# Required work
Report every line in the items below that contains the string "Query". Case counts.
==============================
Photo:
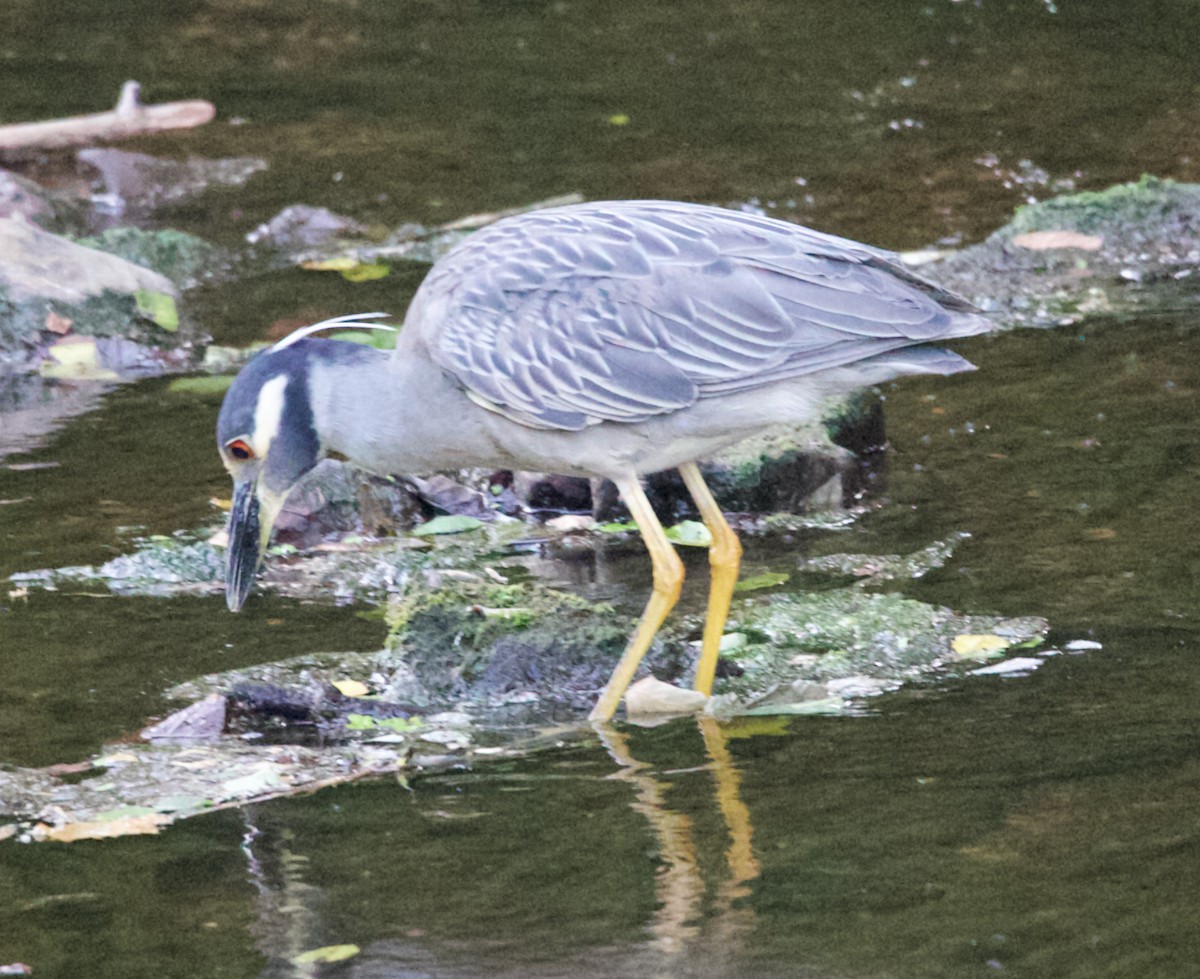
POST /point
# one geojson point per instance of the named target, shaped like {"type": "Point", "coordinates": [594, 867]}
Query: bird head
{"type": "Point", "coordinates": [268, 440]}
==============================
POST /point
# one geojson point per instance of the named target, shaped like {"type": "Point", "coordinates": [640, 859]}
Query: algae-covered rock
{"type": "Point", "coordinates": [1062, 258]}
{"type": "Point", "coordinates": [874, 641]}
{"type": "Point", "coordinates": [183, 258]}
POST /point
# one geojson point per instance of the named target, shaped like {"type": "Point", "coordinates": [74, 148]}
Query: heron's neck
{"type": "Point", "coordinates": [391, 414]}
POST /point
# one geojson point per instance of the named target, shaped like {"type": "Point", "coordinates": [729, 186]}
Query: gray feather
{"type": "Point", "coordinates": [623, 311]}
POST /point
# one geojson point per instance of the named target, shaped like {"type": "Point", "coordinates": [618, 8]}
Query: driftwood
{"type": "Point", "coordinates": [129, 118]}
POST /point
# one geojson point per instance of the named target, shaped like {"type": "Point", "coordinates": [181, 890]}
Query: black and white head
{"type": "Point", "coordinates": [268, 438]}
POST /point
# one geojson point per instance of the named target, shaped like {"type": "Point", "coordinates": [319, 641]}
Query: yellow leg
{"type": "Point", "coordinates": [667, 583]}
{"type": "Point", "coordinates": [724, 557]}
==============================
# Expected output
Query: bird head
Query: algae-covered rock
Query: heron's neck
Query: gray feather
Query: driftwood
Query: black and white head
Query: yellow leg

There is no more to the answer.